Negative Aloe vera juice side effects can be serious in some cases.

Aloe Vera Juice Side Effects

Negative Aloe vera juice side effects can be serious in some cases.
Aloe vera juice and gel can have serious side effects.

There has been a lot of research done over the years testing the benefits of drinking aloe vera juice and aloe vera gel. The results have clearly shown there are some medicinal benefits of Aloe vera juice and gel. However, it is important to understand that there are potential Aloe vera juice side effects and also Aloe vera gel side effects. Some professionals consider consuming Aloe vera to be safe and point out the fact that side effects are rare. Nevertheless, not everyone has that same confidence that drinking Aloe vera is without concerns.

Before discussing the actual side effects it should be noted that not all Aloe vera juice is the same! Even if you make the Aloe juice yourself you should be aware that each batch can vary depending on the plants themselves. The nutritional benefits, as well as the unwanted components, will vary depending on the age of the plant and where it was grown among other things. That is also true of commercially processed Aloe vera juice. Additionally, with retail purchased Aloe vera juice and gel there is a wide variety of processing techniques and the types of additives that may be included in the ingredients.  Most retail products use the Aloe vera barbadensis miller variety since this has been shown to have the best health benefits among hundreds of varieties.

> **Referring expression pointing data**
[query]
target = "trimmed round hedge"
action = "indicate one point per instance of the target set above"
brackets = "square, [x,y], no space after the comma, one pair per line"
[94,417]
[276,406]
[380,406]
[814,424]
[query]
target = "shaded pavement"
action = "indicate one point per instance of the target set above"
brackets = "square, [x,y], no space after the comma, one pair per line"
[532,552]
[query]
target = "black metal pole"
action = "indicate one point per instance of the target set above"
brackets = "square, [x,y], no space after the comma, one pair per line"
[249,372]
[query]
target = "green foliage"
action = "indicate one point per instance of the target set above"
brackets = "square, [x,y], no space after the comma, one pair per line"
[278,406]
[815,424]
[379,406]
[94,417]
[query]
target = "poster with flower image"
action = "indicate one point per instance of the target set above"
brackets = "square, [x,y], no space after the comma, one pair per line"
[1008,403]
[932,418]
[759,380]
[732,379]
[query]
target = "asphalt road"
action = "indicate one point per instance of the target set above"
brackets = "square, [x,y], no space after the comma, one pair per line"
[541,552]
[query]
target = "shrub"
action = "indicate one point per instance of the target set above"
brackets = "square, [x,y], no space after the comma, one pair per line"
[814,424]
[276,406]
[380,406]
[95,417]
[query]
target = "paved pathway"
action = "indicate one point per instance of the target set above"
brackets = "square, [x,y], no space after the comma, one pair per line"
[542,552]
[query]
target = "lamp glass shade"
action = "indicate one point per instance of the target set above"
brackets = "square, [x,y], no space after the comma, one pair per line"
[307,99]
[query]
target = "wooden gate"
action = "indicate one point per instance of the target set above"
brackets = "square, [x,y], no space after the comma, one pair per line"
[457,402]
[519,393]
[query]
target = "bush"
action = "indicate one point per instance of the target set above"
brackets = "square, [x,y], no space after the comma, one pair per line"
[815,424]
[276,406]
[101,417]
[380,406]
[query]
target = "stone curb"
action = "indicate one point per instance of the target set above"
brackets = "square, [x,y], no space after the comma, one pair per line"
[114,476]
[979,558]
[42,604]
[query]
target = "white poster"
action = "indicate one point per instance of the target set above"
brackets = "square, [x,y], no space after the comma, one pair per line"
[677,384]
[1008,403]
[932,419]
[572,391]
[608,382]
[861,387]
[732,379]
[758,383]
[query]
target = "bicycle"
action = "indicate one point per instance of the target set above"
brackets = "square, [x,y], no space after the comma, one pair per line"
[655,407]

> **Tasks**
1) According to the aloe vera juice page, which Aloe vera variety do most retail products use?
2) From the aloe vera juice page, return the text between "There has been" and "is without concerns.", inclusive.
The items are separate material and are unrelated to the aloe vera juice page.

> **Solution set**
1) Most retail products use the Aloe vera barbadensis miller variety.

2)
There has been a lot of research done over the years testing the benefits of drinking aloe vera juice and aloe vera gel. The results have clearly shown there are some medicinal benefits of Aloe vera juice and gel. However, it is important to understand that there are potential Aloe vera juice side effects and also Aloe vera gel side effects. Some professionals consider consuming Aloe vera to be safe and point out the fact that side effects are rare. Nevertheless, not everyone has that same confidence that drinking Aloe vera is without concerns.